**Problem**
Scan the records below. Copy every line in which the word "popsicle" appears.

(Saved entries)
##########
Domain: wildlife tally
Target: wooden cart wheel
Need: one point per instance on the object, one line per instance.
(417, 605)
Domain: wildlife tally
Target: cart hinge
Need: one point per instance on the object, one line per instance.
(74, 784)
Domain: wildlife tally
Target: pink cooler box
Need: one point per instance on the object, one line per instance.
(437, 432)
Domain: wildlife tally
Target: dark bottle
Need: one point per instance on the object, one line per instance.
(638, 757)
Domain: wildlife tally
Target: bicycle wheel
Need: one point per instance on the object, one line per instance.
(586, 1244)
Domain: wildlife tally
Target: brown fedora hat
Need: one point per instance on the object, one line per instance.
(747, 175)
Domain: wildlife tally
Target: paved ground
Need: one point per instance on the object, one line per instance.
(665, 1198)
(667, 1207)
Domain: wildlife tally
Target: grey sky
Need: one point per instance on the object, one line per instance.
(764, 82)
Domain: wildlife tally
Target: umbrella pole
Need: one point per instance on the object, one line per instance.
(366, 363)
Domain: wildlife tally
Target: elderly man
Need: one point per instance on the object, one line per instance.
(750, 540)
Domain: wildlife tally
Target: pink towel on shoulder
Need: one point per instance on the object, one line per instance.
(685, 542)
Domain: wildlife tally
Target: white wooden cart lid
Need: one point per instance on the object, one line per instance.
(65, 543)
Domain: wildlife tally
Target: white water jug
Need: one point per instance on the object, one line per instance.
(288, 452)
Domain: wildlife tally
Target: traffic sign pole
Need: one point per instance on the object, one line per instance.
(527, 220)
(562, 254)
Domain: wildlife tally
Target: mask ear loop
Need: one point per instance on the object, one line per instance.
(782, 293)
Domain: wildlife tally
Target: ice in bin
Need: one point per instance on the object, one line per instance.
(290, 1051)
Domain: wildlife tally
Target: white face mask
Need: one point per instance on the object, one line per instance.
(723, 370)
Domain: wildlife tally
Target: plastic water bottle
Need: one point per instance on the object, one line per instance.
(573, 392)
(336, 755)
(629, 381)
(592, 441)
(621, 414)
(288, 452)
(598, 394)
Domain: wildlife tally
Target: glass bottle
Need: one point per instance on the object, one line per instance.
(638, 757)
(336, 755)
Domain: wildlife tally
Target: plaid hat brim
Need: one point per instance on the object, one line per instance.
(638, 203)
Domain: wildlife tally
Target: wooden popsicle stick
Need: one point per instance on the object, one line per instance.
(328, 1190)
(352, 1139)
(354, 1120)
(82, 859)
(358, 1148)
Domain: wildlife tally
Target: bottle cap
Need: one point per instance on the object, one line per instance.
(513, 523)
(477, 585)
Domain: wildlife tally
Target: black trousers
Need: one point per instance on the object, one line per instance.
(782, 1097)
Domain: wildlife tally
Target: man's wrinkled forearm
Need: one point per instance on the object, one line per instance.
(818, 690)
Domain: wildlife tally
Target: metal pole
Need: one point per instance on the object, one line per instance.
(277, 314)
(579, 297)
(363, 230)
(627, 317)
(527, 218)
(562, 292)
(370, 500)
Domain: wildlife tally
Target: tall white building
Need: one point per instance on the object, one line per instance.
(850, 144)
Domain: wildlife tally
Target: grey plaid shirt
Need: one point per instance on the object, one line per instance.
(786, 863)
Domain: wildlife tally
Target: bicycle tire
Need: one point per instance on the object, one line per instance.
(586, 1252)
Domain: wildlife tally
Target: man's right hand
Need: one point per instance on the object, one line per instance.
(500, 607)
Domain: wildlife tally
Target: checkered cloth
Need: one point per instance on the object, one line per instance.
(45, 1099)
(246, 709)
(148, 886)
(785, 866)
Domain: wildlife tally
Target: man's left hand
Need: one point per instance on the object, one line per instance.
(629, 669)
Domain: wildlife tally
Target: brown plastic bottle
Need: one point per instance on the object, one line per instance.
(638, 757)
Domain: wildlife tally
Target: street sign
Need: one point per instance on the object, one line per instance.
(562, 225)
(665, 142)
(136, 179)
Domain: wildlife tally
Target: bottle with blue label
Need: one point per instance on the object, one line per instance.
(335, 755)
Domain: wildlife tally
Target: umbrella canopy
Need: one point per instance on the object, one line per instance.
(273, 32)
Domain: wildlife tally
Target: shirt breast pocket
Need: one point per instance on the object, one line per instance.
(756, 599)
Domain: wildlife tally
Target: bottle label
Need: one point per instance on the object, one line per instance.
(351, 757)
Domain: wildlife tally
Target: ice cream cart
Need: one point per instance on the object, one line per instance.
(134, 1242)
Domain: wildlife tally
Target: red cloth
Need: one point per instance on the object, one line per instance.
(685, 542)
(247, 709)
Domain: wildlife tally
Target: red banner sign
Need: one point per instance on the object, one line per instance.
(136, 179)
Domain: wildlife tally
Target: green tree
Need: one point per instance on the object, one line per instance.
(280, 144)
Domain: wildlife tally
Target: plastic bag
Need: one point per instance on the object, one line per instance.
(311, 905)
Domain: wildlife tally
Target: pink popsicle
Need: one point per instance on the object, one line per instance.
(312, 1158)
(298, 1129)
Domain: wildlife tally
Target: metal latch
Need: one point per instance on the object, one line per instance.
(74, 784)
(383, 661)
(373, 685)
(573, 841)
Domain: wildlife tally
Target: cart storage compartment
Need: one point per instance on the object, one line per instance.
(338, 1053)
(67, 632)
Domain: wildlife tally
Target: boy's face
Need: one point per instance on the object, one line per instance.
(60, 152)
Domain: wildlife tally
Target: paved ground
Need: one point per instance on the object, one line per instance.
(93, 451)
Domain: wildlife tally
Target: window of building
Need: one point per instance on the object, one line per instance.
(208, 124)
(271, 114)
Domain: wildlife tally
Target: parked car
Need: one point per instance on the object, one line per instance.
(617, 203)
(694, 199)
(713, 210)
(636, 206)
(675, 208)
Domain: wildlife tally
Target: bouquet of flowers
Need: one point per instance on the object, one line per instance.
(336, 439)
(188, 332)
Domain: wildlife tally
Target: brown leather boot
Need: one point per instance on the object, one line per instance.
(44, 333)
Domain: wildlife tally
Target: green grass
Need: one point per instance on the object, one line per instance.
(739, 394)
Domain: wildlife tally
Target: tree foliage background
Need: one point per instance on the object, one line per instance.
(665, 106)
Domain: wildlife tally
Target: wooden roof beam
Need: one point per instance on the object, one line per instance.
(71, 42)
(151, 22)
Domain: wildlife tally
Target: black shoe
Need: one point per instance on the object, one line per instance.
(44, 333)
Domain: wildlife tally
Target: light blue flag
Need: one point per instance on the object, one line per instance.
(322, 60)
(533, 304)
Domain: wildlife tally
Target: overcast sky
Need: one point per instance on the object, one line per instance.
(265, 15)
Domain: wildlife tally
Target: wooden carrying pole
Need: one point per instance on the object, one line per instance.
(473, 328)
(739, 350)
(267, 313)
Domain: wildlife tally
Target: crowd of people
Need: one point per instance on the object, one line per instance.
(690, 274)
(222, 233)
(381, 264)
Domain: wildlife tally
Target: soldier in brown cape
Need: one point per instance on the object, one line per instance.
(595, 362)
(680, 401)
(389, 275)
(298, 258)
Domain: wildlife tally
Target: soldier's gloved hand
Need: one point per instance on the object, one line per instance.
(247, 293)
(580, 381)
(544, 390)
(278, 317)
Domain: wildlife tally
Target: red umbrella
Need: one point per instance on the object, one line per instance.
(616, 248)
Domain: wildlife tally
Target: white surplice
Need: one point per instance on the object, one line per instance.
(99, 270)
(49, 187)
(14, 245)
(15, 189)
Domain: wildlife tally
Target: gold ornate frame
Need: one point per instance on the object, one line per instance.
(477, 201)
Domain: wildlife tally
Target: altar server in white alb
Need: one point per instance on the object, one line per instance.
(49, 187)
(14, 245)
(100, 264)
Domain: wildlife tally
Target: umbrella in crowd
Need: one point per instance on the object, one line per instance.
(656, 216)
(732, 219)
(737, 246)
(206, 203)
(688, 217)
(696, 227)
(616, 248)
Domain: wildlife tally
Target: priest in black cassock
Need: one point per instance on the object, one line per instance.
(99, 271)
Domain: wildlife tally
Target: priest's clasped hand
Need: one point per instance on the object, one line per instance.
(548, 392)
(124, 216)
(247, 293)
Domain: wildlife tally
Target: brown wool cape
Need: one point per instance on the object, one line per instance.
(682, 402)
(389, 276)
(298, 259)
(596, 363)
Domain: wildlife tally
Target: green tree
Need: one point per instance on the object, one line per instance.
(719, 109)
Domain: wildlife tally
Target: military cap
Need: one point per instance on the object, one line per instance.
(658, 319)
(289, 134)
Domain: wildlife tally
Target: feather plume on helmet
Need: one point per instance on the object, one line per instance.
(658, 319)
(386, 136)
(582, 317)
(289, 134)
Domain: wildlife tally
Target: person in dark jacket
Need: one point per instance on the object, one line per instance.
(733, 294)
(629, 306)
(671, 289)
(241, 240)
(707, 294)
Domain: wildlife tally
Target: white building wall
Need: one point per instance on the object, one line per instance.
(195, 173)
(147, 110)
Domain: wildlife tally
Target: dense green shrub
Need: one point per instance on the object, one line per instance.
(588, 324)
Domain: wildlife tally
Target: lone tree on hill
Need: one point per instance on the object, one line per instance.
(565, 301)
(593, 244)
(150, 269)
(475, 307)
##########
**Result**
Target: wooden popsicle stick
Target: pink popsicle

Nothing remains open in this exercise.